### Auszüge aus einem Datensatz zur Ortsannotation
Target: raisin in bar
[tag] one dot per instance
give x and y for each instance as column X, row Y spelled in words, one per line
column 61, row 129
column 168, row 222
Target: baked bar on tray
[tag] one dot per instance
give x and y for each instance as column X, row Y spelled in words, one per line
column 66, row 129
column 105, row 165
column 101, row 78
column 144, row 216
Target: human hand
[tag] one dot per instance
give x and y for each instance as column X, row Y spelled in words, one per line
* * *
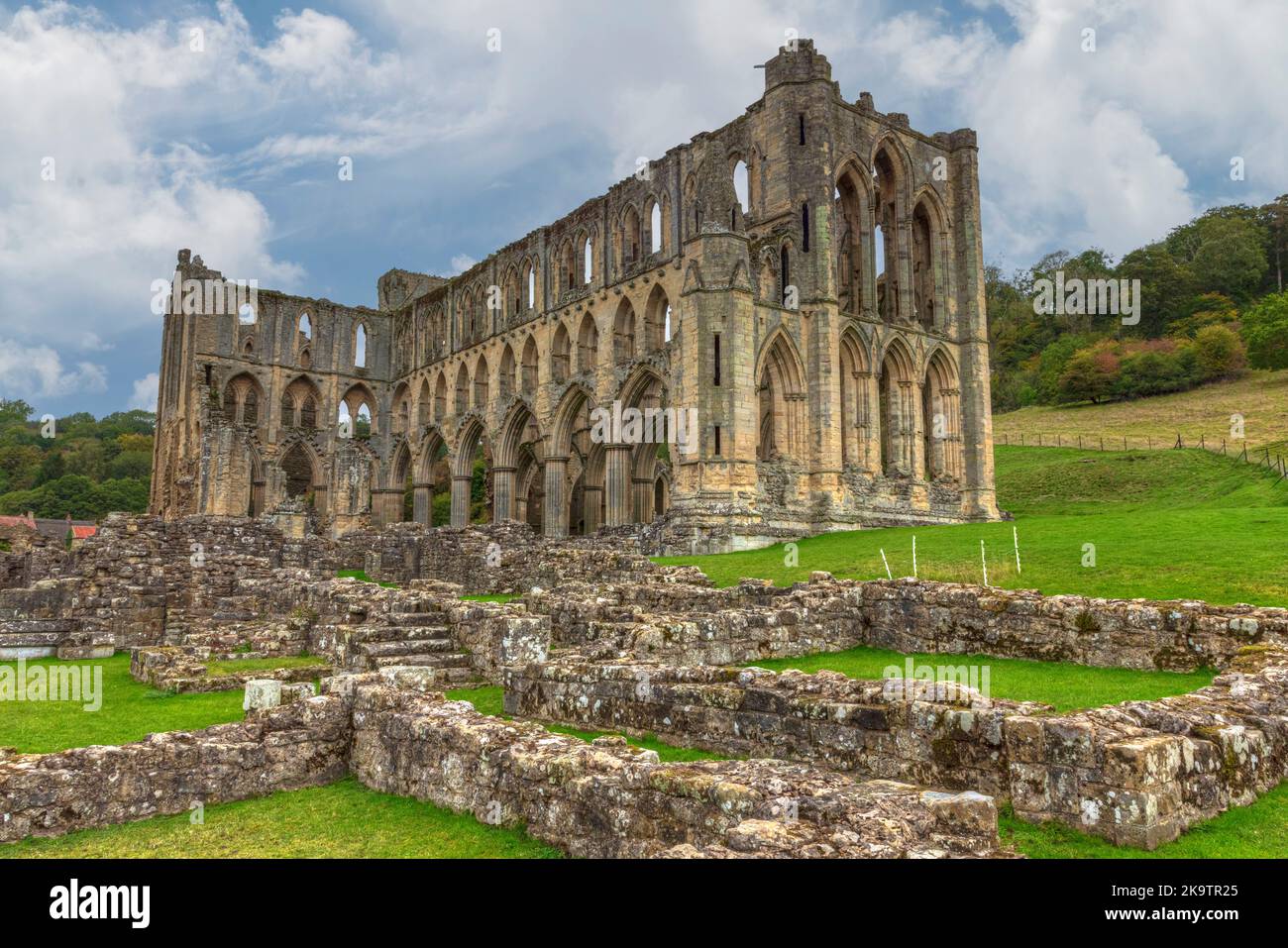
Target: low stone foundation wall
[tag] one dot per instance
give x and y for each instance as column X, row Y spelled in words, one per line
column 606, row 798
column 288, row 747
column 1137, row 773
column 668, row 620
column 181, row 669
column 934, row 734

### Zu erstellen
Zitieren Sie unverändert alle Zeilen von der Zeile mit „Target: raisin in bar“ bis einschließlich der Zeile mit „column 144, row 216“.

### Lösung der Aufgabe
Target: raisin in bar
[tag] one dot per instance
give x and y for each instance as column X, row Y spelled in words, one per line
column 61, row 129
column 168, row 222
Target: baked bar on tray
[tag] one dot per instance
give x and y for each instance as column X, row Y spelled in words, one per line
column 66, row 129
column 105, row 165
column 101, row 78
column 144, row 216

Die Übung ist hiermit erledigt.